(Source data)
= = = = =

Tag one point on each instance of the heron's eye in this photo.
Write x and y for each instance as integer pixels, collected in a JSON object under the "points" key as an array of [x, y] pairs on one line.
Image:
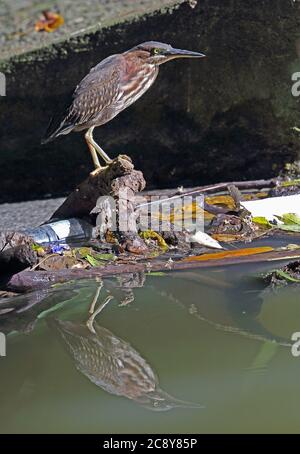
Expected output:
{"points": [[155, 51]]}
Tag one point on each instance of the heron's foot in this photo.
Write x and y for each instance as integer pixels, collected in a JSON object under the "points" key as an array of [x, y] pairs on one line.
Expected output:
{"points": [[97, 170]]}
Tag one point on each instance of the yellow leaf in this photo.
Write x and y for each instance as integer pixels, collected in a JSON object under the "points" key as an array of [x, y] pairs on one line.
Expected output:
{"points": [[225, 200], [226, 237], [228, 254], [49, 22]]}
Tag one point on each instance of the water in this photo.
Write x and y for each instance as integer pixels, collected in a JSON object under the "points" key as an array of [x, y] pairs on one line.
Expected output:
{"points": [[214, 338]]}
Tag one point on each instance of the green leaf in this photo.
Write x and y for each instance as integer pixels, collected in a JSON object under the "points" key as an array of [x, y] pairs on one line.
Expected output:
{"points": [[289, 228], [286, 276], [289, 218], [92, 261], [104, 256], [290, 183], [262, 222]]}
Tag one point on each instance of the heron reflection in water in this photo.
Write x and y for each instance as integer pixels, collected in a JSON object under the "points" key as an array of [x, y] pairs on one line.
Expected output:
{"points": [[111, 363]]}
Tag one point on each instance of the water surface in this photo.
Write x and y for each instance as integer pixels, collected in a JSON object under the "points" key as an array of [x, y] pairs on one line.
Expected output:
{"points": [[215, 339]]}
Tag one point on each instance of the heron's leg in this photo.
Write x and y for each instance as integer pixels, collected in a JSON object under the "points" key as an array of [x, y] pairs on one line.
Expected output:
{"points": [[90, 321], [92, 148], [95, 299], [99, 150]]}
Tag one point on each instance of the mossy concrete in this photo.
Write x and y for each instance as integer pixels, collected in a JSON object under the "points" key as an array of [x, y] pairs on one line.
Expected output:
{"points": [[227, 117]]}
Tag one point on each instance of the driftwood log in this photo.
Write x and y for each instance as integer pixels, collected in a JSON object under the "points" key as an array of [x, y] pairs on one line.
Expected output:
{"points": [[119, 182], [33, 280]]}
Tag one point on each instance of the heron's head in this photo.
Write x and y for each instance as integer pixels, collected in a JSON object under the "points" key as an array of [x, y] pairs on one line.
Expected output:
{"points": [[153, 52]]}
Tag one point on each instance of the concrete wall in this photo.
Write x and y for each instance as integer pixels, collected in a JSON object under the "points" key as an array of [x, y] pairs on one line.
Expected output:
{"points": [[223, 118]]}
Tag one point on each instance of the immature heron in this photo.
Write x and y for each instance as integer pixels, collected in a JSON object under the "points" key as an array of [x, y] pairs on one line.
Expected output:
{"points": [[111, 86]]}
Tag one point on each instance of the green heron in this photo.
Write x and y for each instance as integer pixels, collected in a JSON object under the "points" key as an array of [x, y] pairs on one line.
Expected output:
{"points": [[114, 365], [111, 86]]}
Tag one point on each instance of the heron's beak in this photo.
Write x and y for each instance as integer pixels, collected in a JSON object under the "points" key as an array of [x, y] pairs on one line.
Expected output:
{"points": [[179, 53]]}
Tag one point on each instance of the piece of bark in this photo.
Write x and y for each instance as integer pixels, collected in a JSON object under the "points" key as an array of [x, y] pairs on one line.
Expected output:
{"points": [[103, 182]]}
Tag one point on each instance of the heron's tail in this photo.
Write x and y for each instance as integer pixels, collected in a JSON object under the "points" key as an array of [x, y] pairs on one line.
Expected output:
{"points": [[54, 130]]}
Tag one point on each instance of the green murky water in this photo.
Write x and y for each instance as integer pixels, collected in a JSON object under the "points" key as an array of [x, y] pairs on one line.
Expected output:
{"points": [[211, 338]]}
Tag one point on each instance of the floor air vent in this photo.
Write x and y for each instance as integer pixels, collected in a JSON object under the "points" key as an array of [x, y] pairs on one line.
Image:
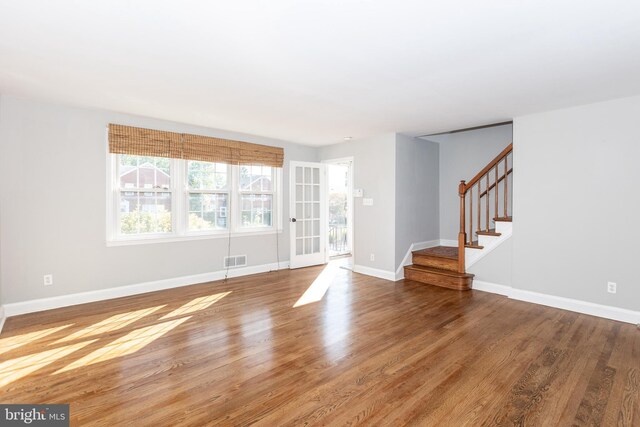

= = = = =

WHAT TO DO: Count the lines in the source data above that contain the string "concrete". Reply with the number only.

SOLVED PROBLEM: 2